> Instructions to follow
Starting with the line that mentions "Tag the police cap", repeat each line verbatim until the entries end, both ends included.

Segment Start: Materials provided

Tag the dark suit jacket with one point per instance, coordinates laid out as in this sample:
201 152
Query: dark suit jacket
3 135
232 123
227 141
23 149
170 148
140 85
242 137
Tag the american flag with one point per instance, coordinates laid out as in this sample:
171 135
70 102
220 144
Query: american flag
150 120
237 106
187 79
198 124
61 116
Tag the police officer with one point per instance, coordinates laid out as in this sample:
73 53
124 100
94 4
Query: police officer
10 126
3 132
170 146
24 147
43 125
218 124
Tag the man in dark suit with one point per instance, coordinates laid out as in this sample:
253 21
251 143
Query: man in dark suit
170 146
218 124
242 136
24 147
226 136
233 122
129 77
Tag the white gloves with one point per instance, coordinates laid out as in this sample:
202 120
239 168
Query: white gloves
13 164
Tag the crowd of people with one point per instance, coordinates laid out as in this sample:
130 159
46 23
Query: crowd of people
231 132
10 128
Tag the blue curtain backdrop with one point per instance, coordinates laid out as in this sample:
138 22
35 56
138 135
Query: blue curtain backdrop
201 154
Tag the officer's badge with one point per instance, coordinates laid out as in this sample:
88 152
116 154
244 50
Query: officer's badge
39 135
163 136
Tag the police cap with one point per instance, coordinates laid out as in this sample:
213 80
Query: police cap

Segment End: Materials provided

> Output of the exercise
Tag the police cap with one point per instance, coordinates laid out as in this sample:
213 80
Query: police cap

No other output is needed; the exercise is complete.